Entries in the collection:
* * *
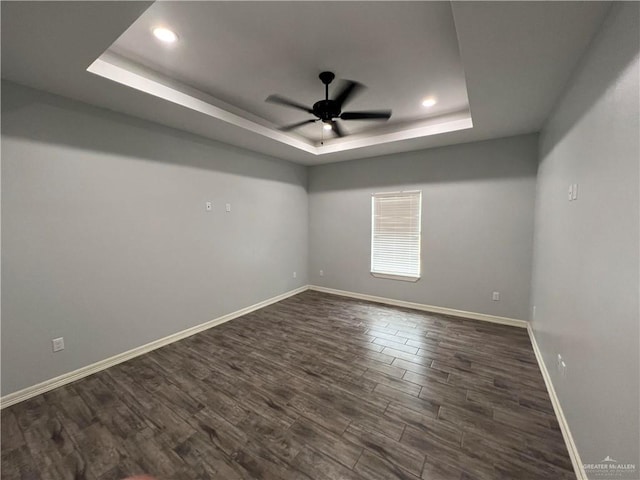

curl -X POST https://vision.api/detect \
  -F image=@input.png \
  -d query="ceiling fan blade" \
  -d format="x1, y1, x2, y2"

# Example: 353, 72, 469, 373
278, 119, 318, 132
340, 110, 391, 120
331, 120, 344, 137
265, 95, 313, 113
333, 80, 365, 109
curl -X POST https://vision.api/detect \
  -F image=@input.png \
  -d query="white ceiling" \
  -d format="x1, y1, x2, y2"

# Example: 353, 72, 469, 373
109, 2, 468, 140
2, 1, 610, 164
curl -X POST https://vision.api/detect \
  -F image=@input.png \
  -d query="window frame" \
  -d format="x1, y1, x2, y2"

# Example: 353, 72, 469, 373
369, 190, 422, 283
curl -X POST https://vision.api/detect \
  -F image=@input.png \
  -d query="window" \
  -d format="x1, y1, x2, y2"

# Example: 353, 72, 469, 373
371, 191, 422, 282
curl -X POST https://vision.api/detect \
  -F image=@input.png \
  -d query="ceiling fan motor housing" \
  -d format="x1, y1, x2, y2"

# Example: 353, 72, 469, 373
313, 100, 340, 122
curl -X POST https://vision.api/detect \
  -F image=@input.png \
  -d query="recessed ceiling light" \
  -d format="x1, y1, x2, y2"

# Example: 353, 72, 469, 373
422, 97, 438, 107
153, 27, 178, 43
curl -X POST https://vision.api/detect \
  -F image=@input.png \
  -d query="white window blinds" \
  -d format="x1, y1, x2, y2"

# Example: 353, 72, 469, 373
371, 191, 422, 281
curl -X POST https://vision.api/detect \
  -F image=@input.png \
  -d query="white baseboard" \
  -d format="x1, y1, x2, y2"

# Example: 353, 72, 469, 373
309, 285, 529, 328
0, 285, 309, 408
527, 324, 589, 480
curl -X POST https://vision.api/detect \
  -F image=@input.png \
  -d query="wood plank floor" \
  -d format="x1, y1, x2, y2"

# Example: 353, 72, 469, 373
1, 291, 575, 480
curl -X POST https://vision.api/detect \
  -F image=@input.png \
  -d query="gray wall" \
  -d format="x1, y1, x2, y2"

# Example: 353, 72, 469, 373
532, 3, 640, 472
309, 135, 538, 319
2, 83, 308, 394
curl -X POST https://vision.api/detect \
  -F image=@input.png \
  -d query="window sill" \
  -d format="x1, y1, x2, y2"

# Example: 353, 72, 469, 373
371, 272, 420, 283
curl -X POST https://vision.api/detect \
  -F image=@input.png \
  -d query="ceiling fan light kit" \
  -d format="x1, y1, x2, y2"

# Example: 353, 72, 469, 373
266, 72, 391, 137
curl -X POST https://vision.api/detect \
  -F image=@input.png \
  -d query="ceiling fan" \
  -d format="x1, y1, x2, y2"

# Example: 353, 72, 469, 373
266, 72, 391, 137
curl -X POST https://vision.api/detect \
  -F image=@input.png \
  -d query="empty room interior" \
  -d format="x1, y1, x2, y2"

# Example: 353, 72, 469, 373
0, 1, 640, 480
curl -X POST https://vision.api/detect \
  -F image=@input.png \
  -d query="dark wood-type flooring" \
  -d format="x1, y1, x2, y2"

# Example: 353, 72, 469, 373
2, 291, 575, 480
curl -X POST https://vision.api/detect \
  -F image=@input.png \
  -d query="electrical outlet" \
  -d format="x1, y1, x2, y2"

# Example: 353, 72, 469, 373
51, 337, 64, 352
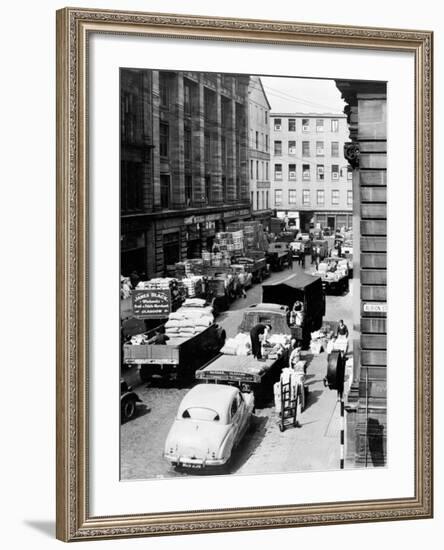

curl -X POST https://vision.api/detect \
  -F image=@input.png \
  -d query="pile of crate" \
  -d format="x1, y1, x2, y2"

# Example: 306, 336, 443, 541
227, 220, 268, 251
215, 230, 244, 253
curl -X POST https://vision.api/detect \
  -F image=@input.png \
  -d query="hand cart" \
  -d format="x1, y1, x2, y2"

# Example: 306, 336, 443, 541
279, 378, 300, 432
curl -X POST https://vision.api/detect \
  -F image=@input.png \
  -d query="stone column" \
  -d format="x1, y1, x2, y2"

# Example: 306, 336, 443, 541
211, 78, 224, 205
191, 75, 205, 206
152, 71, 161, 210
237, 103, 250, 201
226, 99, 238, 202
170, 72, 185, 209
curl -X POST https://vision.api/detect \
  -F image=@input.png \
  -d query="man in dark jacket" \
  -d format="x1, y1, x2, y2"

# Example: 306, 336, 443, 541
250, 323, 271, 361
336, 319, 348, 338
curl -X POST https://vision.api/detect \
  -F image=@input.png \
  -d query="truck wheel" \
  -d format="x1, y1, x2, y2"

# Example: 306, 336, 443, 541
122, 397, 136, 422
139, 367, 151, 384
219, 330, 227, 347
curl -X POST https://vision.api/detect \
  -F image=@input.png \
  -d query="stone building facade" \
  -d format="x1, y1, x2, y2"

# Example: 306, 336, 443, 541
248, 76, 273, 226
120, 69, 250, 278
270, 113, 353, 231
336, 80, 390, 467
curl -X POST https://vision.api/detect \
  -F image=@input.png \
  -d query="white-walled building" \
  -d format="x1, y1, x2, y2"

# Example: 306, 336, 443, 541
248, 76, 273, 222
270, 113, 353, 231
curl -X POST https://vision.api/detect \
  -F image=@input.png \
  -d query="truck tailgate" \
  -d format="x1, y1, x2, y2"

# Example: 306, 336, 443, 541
196, 355, 276, 383
123, 344, 179, 364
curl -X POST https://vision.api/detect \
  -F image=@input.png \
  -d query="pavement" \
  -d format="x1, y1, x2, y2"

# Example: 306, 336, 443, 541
121, 257, 353, 479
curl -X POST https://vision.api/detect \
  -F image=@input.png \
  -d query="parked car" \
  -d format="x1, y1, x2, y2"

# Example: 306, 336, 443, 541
120, 378, 142, 422
164, 384, 254, 468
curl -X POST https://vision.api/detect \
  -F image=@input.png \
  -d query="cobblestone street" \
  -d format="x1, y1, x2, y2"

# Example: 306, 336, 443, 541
121, 265, 352, 479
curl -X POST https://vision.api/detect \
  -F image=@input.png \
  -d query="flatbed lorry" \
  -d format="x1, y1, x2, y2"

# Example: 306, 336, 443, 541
196, 304, 290, 404
123, 323, 225, 384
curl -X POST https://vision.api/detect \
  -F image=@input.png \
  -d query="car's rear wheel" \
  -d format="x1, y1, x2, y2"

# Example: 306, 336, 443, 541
122, 397, 136, 421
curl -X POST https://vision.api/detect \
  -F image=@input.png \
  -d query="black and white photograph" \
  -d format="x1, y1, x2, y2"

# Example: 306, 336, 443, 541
120, 68, 389, 480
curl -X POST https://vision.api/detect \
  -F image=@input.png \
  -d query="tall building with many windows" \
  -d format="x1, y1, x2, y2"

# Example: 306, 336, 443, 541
120, 69, 251, 278
270, 113, 353, 231
248, 76, 272, 224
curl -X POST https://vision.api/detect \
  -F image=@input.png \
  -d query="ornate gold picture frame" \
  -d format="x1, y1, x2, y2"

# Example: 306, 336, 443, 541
57, 8, 433, 541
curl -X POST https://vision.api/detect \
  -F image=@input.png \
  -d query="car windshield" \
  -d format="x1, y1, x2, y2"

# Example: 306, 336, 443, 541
182, 407, 220, 422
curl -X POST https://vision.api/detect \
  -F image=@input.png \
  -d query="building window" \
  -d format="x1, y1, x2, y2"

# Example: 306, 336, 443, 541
205, 175, 211, 204
120, 161, 143, 212
222, 74, 233, 89
159, 73, 170, 109
184, 128, 191, 161
185, 174, 193, 206
163, 232, 180, 269
183, 84, 192, 116
159, 122, 170, 157
122, 93, 140, 142
274, 141, 282, 157
316, 141, 324, 157
160, 174, 170, 208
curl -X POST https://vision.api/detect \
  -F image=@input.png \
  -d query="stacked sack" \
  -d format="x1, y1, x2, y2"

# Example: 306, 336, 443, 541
129, 334, 148, 346
263, 334, 290, 359
310, 325, 333, 355
165, 298, 214, 338
182, 275, 204, 298
220, 332, 251, 356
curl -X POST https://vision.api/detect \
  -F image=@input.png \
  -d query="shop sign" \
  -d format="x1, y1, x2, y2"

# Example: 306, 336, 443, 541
224, 208, 250, 218
133, 289, 171, 319
363, 302, 387, 313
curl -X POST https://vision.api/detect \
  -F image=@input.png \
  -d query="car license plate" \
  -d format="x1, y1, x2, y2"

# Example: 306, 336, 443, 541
182, 462, 202, 470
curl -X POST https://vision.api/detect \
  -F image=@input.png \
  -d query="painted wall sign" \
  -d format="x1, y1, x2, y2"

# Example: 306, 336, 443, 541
363, 302, 387, 313
133, 289, 171, 319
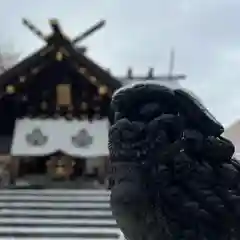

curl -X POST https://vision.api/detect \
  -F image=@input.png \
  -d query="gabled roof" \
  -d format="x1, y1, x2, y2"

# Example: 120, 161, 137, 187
0, 19, 122, 91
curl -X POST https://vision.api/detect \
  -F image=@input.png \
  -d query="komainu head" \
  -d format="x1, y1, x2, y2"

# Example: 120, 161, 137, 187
109, 84, 240, 240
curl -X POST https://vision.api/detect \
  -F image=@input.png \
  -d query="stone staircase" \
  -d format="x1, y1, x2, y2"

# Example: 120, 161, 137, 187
0, 189, 124, 240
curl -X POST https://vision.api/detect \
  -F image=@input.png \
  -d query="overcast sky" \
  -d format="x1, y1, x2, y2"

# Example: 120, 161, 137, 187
0, 0, 240, 125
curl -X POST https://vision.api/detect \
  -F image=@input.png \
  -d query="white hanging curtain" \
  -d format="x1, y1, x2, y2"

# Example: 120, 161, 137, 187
11, 118, 109, 157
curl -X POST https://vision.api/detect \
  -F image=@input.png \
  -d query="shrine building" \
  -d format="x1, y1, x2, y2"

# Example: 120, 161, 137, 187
0, 19, 184, 188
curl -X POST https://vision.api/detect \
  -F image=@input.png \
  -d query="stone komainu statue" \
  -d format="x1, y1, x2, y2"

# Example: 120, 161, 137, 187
109, 84, 240, 240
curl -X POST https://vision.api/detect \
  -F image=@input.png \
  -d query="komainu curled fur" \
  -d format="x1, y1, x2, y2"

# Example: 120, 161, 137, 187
109, 84, 240, 240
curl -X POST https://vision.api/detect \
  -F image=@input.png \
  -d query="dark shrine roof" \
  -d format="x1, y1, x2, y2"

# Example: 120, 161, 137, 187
0, 19, 122, 91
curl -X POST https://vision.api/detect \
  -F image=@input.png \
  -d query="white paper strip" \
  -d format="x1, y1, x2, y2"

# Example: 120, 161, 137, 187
11, 118, 108, 157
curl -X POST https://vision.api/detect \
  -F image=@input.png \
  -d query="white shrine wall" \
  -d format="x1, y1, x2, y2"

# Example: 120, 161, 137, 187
11, 118, 109, 159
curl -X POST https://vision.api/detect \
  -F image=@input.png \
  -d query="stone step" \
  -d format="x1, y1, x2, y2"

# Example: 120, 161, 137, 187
0, 189, 124, 240
0, 200, 110, 211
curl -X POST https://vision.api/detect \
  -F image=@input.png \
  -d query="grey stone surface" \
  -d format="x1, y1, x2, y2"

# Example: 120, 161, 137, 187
0, 189, 122, 240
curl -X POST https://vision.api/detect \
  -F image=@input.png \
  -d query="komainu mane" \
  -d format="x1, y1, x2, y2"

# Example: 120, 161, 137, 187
109, 84, 240, 240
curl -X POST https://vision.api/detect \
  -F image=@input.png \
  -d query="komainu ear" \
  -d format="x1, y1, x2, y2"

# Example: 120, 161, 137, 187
175, 89, 224, 137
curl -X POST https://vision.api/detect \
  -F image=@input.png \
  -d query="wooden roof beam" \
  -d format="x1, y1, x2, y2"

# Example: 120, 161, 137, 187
72, 20, 106, 44
22, 18, 47, 41
49, 18, 62, 35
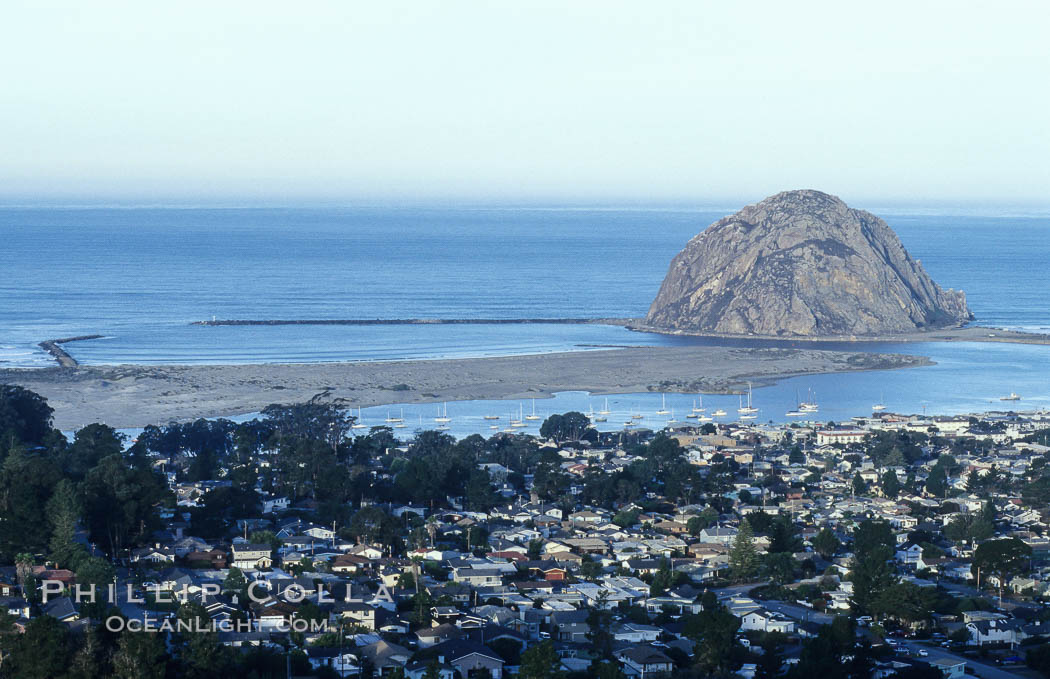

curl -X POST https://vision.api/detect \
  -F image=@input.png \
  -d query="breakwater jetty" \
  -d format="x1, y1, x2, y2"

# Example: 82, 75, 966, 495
37, 335, 104, 367
190, 318, 637, 325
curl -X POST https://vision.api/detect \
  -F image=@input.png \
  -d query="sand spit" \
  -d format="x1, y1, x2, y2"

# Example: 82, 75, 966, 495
0, 346, 931, 429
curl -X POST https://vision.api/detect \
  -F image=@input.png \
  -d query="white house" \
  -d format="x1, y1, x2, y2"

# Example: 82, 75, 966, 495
740, 609, 795, 634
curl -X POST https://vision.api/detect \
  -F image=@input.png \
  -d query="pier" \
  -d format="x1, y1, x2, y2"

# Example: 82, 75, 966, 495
37, 335, 104, 367
190, 318, 638, 325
* * *
TASK INSTRUCTIONS: Reproduce the items word for word from their very beginning up to and including the line with "371, 191, 422, 282". Leave the pictures out of your reproduction.

FINISHED EXERCISE:
curl -X POST https://vision.api/detect \
  -F image=@input.png \
  -d query="ceiling fan blade" \
  -d format="x1, y1, x2, y2"

# Example: 353, 72, 469, 373
278, 119, 318, 132
340, 110, 391, 120
331, 120, 344, 137
265, 95, 313, 113
333, 80, 365, 109
curl -X POST https://vision.api/detect \
  -F image=@input.png \
  -d query="white ceiling" \
  -d format="x1, y1, x2, y2"

# Example: 353, 72, 469, 373
109, 2, 468, 140
2, 1, 610, 164
curl -X POST https://vision.api/detect \
  -F image=@input.png \
  -d query="window frame" \
  -d format="x1, y1, x2, y2"

# Example: 353, 72, 469, 373
369, 190, 422, 283
curl -X POST https://vision.api/detect \
  -F image=@input.png \
  -d query="window" \
  -d format="x1, y1, x2, y2"

# Example: 353, 72, 469, 373
371, 191, 422, 282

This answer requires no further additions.